▶ _What is asked_
Rewrite the records from the start through the line containing "<point>871,805</point>", requests included, with each answer coordinate multiplied by 0.55 and rounded to a whole number, halves rounded up; sample points stay unchanged. Leave the pictures out.

▶ _Information given_
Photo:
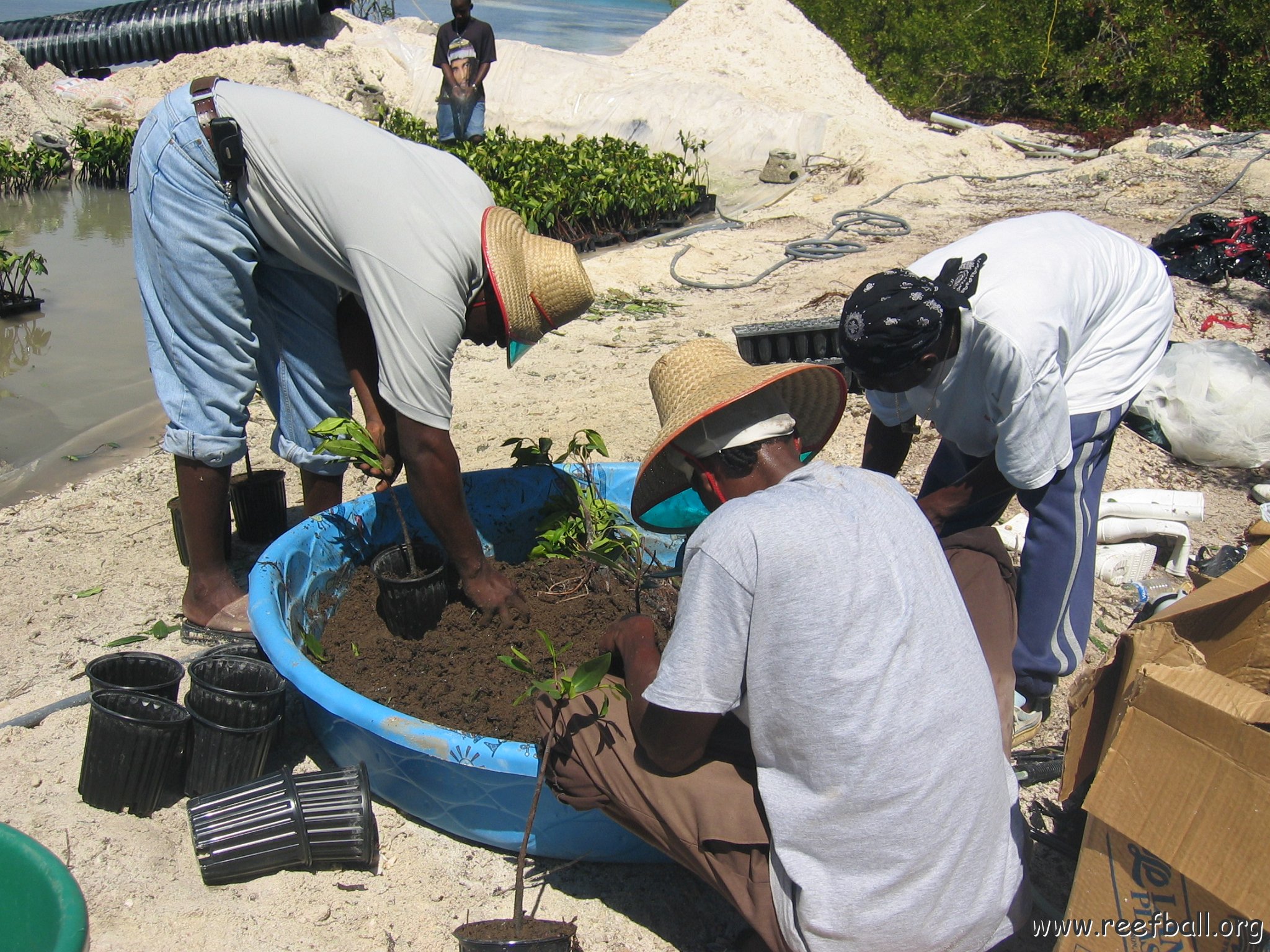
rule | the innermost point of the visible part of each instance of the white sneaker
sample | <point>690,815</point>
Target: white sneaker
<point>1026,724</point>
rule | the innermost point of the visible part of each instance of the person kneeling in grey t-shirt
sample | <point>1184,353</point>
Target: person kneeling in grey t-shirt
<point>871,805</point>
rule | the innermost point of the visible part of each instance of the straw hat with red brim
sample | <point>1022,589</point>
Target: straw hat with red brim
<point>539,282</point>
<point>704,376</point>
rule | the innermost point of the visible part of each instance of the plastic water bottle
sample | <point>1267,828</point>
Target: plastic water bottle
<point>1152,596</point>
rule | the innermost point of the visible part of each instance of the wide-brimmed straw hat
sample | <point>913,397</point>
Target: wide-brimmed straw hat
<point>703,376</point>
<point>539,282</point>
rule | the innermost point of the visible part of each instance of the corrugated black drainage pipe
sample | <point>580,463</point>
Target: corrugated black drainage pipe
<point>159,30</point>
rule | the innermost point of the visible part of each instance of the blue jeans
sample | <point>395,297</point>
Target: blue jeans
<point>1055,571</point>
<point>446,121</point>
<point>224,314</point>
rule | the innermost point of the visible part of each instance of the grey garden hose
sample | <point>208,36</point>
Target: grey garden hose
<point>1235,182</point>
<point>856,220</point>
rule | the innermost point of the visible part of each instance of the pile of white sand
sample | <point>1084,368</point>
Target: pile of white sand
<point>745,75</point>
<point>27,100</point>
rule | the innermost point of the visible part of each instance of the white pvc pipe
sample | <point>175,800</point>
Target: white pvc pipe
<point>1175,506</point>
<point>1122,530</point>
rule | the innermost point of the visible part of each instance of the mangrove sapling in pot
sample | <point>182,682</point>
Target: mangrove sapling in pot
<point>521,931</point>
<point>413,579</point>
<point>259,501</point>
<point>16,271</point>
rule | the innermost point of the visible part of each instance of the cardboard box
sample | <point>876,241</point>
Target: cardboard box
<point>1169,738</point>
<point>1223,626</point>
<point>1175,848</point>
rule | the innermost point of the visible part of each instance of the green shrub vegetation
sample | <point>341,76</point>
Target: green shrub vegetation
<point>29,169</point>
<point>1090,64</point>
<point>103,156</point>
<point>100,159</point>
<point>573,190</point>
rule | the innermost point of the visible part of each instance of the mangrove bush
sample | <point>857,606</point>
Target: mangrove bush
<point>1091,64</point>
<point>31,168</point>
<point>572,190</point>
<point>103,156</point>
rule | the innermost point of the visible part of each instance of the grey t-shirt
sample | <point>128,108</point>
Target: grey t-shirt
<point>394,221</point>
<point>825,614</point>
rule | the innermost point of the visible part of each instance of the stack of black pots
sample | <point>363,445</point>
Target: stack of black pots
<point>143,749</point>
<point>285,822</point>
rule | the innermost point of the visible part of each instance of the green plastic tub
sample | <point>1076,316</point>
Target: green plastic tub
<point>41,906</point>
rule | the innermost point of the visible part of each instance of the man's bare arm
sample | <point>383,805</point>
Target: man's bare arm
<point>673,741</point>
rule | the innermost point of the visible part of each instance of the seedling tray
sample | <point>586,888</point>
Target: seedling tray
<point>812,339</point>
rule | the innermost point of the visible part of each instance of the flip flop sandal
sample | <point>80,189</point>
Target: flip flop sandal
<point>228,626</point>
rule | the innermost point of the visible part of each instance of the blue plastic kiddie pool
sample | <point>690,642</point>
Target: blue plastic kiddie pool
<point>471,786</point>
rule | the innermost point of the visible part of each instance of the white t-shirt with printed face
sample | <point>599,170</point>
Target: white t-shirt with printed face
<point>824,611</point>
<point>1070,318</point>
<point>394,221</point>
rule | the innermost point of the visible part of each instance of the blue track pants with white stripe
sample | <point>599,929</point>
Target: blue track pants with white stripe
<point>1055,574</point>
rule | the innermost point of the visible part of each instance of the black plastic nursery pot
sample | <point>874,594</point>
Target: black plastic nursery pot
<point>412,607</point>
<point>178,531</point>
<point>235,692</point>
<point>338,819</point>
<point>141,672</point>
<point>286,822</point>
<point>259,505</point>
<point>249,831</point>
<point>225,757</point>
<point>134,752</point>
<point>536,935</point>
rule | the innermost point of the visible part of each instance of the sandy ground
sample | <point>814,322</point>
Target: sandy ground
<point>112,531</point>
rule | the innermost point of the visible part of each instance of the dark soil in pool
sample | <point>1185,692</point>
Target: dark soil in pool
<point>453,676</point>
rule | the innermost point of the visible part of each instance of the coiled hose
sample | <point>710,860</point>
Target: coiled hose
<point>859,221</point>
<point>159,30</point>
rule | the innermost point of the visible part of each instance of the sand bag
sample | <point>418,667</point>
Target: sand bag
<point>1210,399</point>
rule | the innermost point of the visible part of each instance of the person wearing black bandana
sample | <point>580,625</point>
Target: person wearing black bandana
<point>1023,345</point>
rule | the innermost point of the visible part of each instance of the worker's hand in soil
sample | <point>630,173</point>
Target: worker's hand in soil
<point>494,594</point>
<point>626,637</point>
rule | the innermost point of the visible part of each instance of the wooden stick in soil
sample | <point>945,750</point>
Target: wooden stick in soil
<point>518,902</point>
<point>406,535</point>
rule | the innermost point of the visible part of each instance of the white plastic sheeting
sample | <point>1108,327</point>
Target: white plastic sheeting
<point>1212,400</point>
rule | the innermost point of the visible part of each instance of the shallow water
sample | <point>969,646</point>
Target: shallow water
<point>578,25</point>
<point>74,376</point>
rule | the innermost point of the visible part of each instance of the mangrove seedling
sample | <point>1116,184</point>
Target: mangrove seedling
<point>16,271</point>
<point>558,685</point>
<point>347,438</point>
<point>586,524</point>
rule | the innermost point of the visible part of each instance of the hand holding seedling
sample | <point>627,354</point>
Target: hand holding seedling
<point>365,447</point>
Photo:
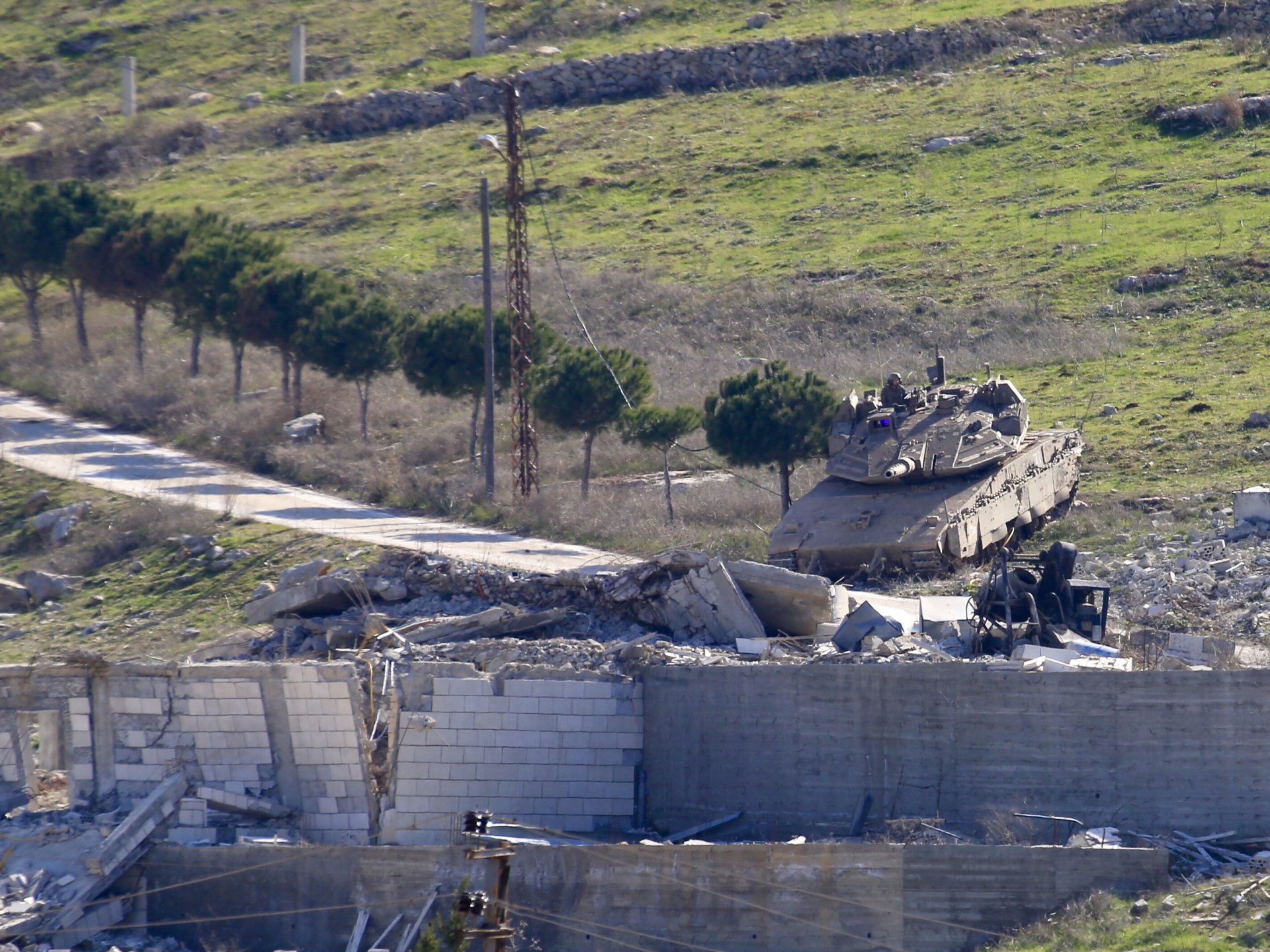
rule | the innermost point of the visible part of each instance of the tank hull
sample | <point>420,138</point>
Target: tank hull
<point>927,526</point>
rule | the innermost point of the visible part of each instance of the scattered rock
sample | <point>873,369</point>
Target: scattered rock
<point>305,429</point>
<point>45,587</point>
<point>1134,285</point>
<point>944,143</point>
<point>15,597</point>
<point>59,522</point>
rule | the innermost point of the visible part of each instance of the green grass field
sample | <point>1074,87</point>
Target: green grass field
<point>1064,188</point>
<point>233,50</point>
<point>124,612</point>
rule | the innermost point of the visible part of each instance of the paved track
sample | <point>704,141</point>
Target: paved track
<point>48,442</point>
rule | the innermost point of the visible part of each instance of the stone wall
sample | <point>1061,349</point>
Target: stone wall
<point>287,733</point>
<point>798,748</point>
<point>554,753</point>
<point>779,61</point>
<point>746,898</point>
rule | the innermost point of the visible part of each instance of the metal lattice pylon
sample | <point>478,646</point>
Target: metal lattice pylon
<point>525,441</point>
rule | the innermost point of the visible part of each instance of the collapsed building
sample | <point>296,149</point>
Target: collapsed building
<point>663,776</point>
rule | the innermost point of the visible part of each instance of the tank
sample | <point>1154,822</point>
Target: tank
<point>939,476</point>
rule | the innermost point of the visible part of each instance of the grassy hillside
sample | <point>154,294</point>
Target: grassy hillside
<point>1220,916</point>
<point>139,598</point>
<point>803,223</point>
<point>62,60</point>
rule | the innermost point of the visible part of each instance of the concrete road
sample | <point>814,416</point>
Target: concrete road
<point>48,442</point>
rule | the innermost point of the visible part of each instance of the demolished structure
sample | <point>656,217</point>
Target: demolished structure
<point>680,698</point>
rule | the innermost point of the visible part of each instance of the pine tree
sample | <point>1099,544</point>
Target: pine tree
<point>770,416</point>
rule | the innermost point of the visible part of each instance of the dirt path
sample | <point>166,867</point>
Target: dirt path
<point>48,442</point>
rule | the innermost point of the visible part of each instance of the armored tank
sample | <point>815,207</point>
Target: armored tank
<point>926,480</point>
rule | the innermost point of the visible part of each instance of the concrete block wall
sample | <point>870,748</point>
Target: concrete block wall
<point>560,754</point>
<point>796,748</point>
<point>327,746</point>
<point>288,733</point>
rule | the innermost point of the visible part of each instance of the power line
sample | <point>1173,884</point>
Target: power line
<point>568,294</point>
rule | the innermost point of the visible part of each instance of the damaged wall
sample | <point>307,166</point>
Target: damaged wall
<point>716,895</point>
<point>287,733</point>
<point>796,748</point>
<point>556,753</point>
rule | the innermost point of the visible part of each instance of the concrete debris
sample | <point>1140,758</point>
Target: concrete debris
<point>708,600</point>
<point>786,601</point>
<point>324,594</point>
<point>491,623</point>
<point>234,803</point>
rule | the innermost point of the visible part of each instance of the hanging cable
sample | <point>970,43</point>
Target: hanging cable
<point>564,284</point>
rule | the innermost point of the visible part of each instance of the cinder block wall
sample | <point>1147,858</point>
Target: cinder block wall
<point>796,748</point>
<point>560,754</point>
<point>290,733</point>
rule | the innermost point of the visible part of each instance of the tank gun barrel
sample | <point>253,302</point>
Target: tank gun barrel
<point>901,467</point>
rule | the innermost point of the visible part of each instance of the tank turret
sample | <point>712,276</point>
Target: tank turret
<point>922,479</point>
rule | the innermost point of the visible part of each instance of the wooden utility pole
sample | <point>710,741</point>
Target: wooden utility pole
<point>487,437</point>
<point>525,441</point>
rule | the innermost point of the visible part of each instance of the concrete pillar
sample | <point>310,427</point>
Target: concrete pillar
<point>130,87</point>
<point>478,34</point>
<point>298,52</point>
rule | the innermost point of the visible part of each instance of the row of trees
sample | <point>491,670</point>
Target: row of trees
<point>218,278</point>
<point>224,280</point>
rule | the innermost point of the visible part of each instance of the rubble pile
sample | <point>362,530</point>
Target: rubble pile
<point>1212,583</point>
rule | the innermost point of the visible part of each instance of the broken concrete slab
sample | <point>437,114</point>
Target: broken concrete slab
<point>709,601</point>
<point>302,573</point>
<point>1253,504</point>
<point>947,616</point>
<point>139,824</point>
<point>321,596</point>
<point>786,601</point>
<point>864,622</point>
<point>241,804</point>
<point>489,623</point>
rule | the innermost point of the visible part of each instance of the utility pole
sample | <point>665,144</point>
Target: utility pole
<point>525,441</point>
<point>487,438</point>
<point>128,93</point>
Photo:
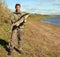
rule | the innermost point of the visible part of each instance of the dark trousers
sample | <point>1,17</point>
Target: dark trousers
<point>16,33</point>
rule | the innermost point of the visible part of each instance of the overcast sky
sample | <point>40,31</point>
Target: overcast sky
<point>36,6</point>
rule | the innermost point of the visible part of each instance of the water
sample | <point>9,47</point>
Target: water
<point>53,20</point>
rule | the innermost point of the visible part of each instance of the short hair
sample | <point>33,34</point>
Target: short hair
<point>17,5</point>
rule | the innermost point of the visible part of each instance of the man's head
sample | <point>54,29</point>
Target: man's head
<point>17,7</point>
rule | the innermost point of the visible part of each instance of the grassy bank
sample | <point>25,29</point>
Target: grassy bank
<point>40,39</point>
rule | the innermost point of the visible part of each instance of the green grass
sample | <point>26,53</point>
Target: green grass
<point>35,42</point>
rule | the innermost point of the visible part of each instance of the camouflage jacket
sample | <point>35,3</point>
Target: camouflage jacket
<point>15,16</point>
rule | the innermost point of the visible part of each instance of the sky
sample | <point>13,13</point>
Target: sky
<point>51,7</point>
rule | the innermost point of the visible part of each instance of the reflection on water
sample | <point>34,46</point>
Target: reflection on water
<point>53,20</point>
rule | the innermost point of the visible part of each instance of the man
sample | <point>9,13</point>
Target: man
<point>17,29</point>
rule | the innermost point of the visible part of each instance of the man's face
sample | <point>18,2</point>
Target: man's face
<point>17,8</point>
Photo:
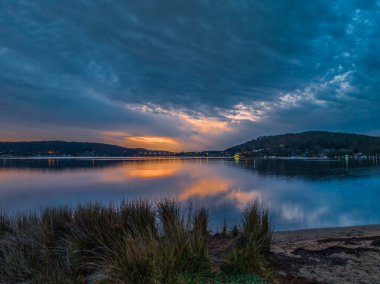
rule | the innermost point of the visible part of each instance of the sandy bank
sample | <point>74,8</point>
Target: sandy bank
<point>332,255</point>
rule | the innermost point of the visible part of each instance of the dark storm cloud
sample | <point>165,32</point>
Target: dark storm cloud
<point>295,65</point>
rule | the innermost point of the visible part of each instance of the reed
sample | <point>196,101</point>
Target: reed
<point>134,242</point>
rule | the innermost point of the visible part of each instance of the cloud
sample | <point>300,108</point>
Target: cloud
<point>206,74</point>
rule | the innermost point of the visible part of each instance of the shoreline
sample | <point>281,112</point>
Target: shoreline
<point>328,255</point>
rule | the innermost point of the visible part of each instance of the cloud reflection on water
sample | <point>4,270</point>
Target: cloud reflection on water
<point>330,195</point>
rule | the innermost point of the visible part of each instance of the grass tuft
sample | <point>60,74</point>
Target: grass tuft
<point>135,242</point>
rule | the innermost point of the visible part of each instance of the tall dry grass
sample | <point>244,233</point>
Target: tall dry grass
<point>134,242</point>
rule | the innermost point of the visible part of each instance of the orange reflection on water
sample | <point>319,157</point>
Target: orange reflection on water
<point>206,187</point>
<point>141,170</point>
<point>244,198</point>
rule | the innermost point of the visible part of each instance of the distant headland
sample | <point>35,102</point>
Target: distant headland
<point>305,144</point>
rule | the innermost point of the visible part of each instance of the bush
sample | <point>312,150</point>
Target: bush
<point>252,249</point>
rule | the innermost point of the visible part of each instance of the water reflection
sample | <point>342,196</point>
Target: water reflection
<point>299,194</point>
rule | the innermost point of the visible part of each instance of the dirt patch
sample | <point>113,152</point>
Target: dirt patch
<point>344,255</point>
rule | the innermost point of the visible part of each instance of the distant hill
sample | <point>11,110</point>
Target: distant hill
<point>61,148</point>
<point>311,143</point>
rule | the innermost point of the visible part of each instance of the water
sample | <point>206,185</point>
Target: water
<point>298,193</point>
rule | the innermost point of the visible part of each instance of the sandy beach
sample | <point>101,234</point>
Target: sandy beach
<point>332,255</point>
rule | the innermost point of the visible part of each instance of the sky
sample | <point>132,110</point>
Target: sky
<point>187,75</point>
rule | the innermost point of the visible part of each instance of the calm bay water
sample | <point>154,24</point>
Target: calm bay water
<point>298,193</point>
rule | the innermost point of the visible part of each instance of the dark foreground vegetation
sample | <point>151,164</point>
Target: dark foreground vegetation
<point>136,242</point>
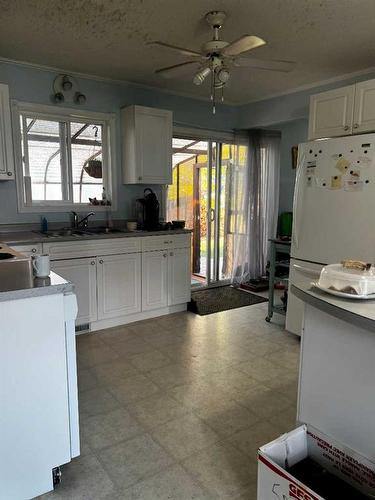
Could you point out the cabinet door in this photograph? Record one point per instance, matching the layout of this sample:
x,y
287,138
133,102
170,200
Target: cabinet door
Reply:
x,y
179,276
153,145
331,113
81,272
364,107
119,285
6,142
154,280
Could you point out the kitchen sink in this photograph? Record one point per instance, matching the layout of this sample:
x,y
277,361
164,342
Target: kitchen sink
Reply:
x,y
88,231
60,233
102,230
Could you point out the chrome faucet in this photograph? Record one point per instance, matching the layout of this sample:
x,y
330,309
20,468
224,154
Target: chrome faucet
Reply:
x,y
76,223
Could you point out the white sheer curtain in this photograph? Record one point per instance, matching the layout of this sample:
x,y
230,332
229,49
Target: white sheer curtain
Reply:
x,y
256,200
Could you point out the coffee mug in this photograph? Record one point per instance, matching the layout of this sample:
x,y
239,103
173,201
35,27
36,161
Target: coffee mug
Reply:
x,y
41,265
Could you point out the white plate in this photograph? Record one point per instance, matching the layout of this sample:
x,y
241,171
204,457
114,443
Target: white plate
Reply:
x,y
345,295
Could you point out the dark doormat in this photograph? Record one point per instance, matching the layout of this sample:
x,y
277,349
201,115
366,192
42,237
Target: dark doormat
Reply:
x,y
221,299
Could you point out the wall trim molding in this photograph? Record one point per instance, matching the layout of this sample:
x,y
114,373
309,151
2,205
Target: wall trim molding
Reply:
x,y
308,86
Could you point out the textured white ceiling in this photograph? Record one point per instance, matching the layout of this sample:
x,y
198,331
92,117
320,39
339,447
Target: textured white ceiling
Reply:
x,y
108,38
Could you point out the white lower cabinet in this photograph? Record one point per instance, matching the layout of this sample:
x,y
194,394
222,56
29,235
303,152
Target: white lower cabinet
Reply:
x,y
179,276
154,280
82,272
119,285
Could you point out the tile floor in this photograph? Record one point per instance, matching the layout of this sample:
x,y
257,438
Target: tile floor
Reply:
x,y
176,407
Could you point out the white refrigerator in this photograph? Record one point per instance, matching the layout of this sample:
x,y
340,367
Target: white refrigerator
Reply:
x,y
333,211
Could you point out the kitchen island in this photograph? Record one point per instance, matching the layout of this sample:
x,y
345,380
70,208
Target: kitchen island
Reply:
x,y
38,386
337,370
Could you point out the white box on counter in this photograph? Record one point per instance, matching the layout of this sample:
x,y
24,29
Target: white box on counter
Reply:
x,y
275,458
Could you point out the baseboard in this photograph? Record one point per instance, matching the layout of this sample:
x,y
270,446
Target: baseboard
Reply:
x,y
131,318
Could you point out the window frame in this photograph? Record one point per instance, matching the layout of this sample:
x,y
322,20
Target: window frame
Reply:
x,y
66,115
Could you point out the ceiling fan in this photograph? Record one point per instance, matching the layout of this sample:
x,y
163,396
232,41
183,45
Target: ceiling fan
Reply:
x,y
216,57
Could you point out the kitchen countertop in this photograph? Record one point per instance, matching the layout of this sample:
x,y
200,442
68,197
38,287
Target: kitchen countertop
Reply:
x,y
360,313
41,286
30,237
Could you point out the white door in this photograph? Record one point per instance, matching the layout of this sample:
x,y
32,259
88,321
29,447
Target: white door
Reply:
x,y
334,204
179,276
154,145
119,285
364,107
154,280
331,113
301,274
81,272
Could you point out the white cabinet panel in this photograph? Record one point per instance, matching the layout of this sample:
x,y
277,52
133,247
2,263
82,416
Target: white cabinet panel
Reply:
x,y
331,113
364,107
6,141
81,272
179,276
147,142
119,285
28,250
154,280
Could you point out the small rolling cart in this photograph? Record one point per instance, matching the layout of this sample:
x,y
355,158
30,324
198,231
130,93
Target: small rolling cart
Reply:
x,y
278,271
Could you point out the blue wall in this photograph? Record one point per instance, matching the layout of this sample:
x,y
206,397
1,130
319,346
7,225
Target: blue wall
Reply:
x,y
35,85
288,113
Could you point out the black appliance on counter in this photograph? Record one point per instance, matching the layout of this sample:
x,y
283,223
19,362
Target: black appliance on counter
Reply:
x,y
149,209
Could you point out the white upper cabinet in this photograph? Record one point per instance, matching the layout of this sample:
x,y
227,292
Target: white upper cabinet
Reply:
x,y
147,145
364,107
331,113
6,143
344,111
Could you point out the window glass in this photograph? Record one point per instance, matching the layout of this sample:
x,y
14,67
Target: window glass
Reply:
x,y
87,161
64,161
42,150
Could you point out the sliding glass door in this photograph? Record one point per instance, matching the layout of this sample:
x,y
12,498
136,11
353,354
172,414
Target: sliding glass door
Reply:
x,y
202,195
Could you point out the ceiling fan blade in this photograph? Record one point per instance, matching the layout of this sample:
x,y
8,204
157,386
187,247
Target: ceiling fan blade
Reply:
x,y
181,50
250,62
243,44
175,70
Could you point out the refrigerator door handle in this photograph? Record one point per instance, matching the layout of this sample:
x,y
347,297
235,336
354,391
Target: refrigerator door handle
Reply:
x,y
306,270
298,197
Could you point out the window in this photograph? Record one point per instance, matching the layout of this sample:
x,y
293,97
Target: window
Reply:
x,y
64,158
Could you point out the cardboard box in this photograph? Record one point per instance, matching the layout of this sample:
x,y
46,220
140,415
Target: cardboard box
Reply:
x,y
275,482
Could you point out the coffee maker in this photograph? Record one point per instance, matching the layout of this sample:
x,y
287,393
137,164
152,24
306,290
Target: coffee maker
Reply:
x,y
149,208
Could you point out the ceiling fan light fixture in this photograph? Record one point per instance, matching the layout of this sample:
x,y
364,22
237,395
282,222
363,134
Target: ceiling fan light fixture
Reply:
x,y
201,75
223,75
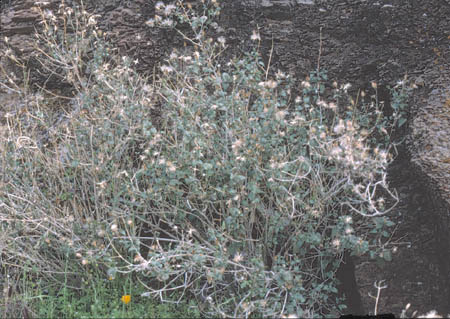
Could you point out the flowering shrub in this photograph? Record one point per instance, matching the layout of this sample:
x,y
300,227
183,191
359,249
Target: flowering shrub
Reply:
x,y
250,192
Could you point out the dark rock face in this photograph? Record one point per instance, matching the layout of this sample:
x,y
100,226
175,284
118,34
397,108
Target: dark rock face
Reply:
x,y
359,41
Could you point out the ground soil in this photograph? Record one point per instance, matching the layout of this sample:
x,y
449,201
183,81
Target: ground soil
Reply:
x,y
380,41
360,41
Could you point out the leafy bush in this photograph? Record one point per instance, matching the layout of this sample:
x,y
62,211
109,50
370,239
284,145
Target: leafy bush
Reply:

▶ _Written answer_
Photo:
rule | the innermost point of the visible part of each instance of the white sneaker
sample | <point>690,815</point>
Target: white sneaker
<point>564,398</point>
rule | the innermost point of the visible part of each instance of the person kneeling in grey t-shirt
sample | <point>1184,353</point>
Target: person kneeling in grey t-shirt
<point>479,443</point>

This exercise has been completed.